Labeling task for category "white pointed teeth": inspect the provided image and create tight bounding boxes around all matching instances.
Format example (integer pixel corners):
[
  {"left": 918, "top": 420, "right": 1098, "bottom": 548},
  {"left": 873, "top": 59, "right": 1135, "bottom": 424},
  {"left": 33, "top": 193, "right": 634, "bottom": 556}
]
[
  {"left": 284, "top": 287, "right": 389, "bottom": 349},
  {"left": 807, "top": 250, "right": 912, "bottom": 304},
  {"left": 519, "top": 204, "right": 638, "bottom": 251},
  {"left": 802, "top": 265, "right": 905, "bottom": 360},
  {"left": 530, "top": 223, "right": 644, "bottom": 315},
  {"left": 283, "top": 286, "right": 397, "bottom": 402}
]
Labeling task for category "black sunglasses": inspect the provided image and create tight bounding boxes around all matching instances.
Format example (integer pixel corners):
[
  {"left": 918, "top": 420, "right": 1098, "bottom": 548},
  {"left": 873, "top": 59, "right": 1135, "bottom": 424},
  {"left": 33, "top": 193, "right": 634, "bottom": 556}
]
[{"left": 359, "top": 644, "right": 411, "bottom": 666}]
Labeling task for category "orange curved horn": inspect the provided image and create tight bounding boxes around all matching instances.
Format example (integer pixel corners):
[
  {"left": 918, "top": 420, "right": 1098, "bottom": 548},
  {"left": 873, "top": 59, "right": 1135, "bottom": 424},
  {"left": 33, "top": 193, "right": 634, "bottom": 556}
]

###

Directions for this task:
All of the records above should be given again exactly as written.

Your response:
Labeling task for category "white pointed teeth": inspect the provided image and create tight bounding boxes around all matching instances.
Format example (integer pixel corners):
[
  {"left": 918, "top": 420, "right": 1098, "bottom": 548},
  {"left": 873, "top": 59, "right": 1135, "bottom": 424},
  {"left": 33, "top": 193, "right": 634, "bottom": 556}
]
[
  {"left": 284, "top": 287, "right": 389, "bottom": 349},
  {"left": 807, "top": 250, "right": 912, "bottom": 304},
  {"left": 519, "top": 204, "right": 638, "bottom": 251},
  {"left": 802, "top": 265, "right": 905, "bottom": 360},
  {"left": 530, "top": 223, "right": 644, "bottom": 315},
  {"left": 283, "top": 286, "right": 397, "bottom": 402}
]
Labeling task for category "black sunglasses": inspect the provided image and create tight bounding boxes around all matching instances.
Format example (integer pixel corners):
[
  {"left": 918, "top": 420, "right": 1098, "bottom": 548},
  {"left": 873, "top": 59, "right": 1135, "bottom": 424},
  {"left": 33, "top": 193, "right": 634, "bottom": 556}
]
[{"left": 359, "top": 644, "right": 411, "bottom": 666}]
Labeling task for category "orange curved horn": inspect the provided image and create tight bounding boxes around all matching instances.
Format example (integer pixel corners):
[
  {"left": 918, "top": 420, "right": 1098, "bottom": 548},
  {"left": 873, "top": 59, "right": 1135, "bottom": 424},
  {"left": 33, "top": 193, "right": 634, "bottom": 556}
]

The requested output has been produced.